## Problem to solve
Return the records word for word. Any pictures in them are not part of the copy.

Image location labeling entries
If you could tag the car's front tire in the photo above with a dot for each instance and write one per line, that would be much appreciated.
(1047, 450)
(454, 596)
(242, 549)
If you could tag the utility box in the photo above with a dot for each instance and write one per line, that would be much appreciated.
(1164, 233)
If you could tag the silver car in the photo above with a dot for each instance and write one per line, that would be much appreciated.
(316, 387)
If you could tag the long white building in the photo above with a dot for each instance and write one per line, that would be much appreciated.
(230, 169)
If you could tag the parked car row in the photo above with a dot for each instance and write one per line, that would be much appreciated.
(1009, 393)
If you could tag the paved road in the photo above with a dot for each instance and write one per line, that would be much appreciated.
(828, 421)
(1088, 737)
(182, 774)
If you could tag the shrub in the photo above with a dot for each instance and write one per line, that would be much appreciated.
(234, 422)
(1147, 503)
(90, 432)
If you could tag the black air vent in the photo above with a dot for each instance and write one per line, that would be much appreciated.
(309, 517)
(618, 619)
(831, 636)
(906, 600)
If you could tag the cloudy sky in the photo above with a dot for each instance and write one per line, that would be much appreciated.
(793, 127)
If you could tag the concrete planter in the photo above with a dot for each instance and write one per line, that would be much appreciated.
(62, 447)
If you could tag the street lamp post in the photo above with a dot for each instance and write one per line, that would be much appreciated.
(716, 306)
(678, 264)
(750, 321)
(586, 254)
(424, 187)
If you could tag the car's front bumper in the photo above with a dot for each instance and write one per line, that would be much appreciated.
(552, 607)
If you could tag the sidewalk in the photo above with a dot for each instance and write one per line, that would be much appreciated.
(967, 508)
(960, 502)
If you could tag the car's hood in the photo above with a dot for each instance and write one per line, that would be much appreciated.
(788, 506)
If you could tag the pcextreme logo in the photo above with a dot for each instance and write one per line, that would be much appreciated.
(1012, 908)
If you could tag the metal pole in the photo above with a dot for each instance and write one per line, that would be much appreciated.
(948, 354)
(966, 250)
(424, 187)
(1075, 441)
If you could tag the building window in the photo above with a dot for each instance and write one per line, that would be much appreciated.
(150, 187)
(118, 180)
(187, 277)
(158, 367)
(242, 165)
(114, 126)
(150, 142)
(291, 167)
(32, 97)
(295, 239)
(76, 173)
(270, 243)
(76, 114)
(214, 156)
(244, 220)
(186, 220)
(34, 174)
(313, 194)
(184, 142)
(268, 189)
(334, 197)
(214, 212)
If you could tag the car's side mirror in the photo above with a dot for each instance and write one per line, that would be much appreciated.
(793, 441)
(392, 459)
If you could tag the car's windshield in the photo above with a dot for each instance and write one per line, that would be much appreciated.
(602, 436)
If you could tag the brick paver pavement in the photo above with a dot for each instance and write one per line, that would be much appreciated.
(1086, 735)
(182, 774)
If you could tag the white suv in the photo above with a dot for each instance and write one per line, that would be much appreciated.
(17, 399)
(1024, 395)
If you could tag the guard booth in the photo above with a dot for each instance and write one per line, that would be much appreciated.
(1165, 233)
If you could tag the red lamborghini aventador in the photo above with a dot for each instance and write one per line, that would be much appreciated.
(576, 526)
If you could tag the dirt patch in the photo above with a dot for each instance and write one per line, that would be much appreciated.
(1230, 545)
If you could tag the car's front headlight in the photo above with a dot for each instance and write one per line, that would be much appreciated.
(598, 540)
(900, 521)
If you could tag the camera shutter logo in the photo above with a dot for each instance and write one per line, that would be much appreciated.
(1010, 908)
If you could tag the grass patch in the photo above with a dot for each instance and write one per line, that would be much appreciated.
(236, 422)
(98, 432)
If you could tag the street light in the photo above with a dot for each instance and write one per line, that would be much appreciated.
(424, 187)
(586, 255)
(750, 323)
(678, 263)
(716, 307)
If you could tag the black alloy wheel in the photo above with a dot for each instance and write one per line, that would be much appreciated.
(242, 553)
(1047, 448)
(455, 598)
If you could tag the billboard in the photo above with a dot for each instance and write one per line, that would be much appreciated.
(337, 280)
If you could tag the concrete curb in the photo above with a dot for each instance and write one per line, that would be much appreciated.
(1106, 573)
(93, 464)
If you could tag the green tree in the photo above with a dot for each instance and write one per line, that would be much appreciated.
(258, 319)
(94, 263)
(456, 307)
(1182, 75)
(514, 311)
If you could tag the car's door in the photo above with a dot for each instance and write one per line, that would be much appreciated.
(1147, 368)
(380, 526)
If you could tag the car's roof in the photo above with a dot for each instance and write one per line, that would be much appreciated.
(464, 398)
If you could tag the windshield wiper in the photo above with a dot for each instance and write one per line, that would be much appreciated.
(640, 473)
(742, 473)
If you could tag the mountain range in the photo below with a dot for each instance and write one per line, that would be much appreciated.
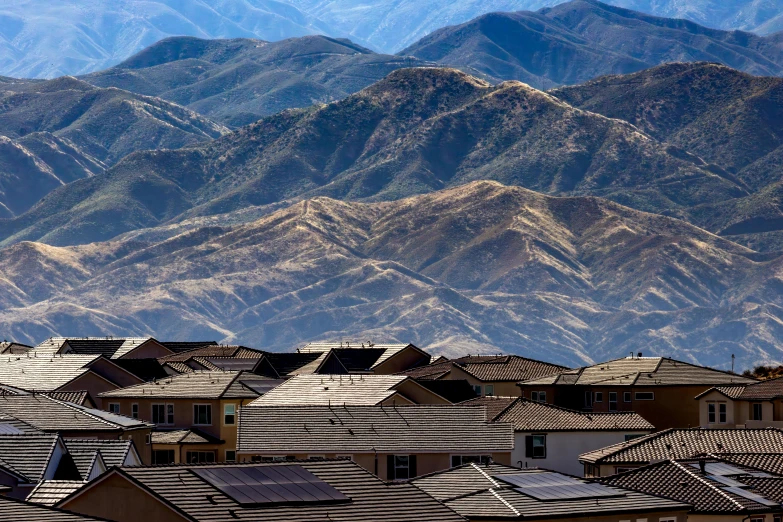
(44, 39)
(476, 268)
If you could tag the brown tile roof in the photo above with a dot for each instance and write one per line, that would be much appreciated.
(195, 385)
(370, 497)
(687, 443)
(474, 492)
(50, 492)
(18, 511)
(684, 481)
(363, 429)
(526, 415)
(643, 371)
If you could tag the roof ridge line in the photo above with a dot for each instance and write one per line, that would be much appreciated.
(700, 479)
(505, 502)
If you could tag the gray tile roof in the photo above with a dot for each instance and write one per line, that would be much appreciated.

## Output
If you could tag the car's front tire in the photo above with a dot for each instance and write one per line, that would be much appreciated.
(1047, 450)
(454, 596)
(242, 549)
If you could tag the utility box in the photo above with a dot for each instance and write one per line, that would be much appreciated.
(1164, 233)
If you could tag the silver car in the photo above with a dot for each instance and write one per line, that would be much appreciated.
(316, 387)
If you could tag the long white building in the photo above with a dot for each instance and write one per line, that would be much appreciated.
(230, 169)
If you could tag the parked car row in the photo above with a dot for each instance and write one per line, that would be much appreciated.
(1009, 393)
If you could tag the paved road in the photo above with a dot for each instance and write one per line, that would be much appreciated.
(828, 421)
(1088, 737)
(182, 774)
If you could tag the shrub in the photo above with a dot for each instance and write one per line, that would be much appreciated.
(234, 422)
(1147, 503)
(90, 432)
If you could tag the black air vent in the photo above with a dot for each instance and write one per line, that would be much appreciated.
(309, 517)
(618, 619)
(831, 636)
(906, 600)
If you could tag the cloudy sky in the photo above with a dot for each instance and write one per line, that would be much appreciated.
(793, 127)
If you could tag the concrete planter in the photo above with a dot for each instance and write one per line, that would be much appreciated.
(62, 447)
If you could tag the street lamp post in the photo above with a dot for each instance and write one per line, that would be much appreciated.
(716, 306)
(678, 264)
(750, 321)
(586, 254)
(424, 187)
If you could tag the car's front bumper in the photo above with a dot for each instance and write one per line, that would be much appreciated.
(552, 607)
If you could tag the sidewalk in the photo above with a dot for each instance and write one per line, that would be much appreciated.
(967, 508)
(960, 502)
If you could tag the car's hood in the photo above with a dot for each instance and write one per line, that would be much appreciated.
(788, 506)
If you could tag the pcextreme logo in the photo above with a dot for each instance and write one per line, that would be much appreciated.
(1012, 908)
If you could tag the metal pole in the photo above with a dot for each instance and write one per line, that would be much appreciated.
(948, 354)
(966, 250)
(424, 187)
(1075, 441)
If you could tag the building window in the photo above with a dot for each instance and write one per line, that would be much appreciated.
(150, 187)
(118, 180)
(187, 277)
(158, 367)
(242, 165)
(114, 126)
(150, 142)
(291, 167)
(32, 97)
(295, 239)
(76, 173)
(270, 243)
(76, 114)
(214, 156)
(244, 220)
(186, 220)
(34, 174)
(313, 194)
(184, 142)
(268, 189)
(334, 197)
(214, 212)
If you could tag the car's side mirror in the photo above with a dot for each instance and write one per line, that would be much appreciated.
(793, 441)
(392, 459)
If you could tag the car's windshield in the photo above with a dot for each instance and write one per line, that would be much appreciated.
(602, 436)
If you could tag the brick paver pavement in the photo above with a dot for each instance and write one per line, that would be much appreciated.
(1086, 735)
(182, 774)
If you could tag the white suv in the photo above with a dot for each instance and write one per line, that would be much appreciated.
(17, 399)
(1024, 395)
If you could tag the guard booth in the photo above with a dot for each instance and write one per line, that would be much appreciated.
(1165, 233)
If you could tag the red lamborghini aventador in the photo above with a dot for each instance and write one per line, that would be much appreciated.
(576, 526)
If you could tag the dirt patch in the photo above with a dot for each instance and write one per line, that would be much appreciated.
(1230, 545)
If you could tag the car's front headlight in the photo above with a dot for each instance and write one per line, that would be much appreciated.
(598, 540)
(900, 521)
If you could tag the camera shutter logo in the photo above with a dot for each instance and write one per line, that would be much appreciated.
(1010, 908)
If you could tag the grass patch in the photo above with a dot for each instance and write one per line, that would be much appreciated.
(236, 422)
(98, 432)
If you could tag the street light in the photo above with a dot for each instance and write one per line, that would be much appreciated.
(424, 187)
(586, 255)
(750, 323)
(678, 263)
(716, 307)
If you could tag the black alloy wheel in the photo above with a dot for each instance and write one per line, that would be much appreciated.
(242, 553)
(1047, 448)
(455, 598)
If you could tag the billboard in the photo above with a dot for each instance and write one per line, that would be much appreciated.
(337, 280)
If you could tag the concrete curb in the photo above with a dot for each instance and write one per line, that would be much appreciated.
(1106, 573)
(93, 464)
If you could tag the green tree in the photo above with a dot for each instance and write one per line, that would be much appreciated.
(258, 319)
(94, 263)
(456, 307)
(1182, 75)
(514, 311)
If you could tag the car's door in the photo above with a dot for each instance and write one per line, that would be much appreciated.
(1147, 368)
(380, 526)
If you could tag the car's roof in the photo above with a dot for each instance and write one per line, that would be much appreciated.
(464, 398)
If you could tag the windshield wiper in the photo above with a dot for each instance and write one per line, that would be much appreciated.
(640, 473)
(742, 473)
If you could tag the mountain range in the photo below with a dot for each instance and write one per line, that would be much appreciated.
(44, 39)
(476, 268)
If you could tag the brown tile roof in the photo above with a dot for each instance and write one per line, that would be much appreciated.
(195, 385)
(370, 497)
(687, 443)
(474, 492)
(50, 492)
(18, 511)
(684, 481)
(363, 429)
(526, 415)
(643, 371)
If you could tag the roof ridge line in the photo above with a dot for each instance and write one per line, that would be much appreciated.
(700, 479)
(505, 502)
If you could tag the gray tile roof in the photo above with a dot for each instance and write one per line, that would be much appreciated.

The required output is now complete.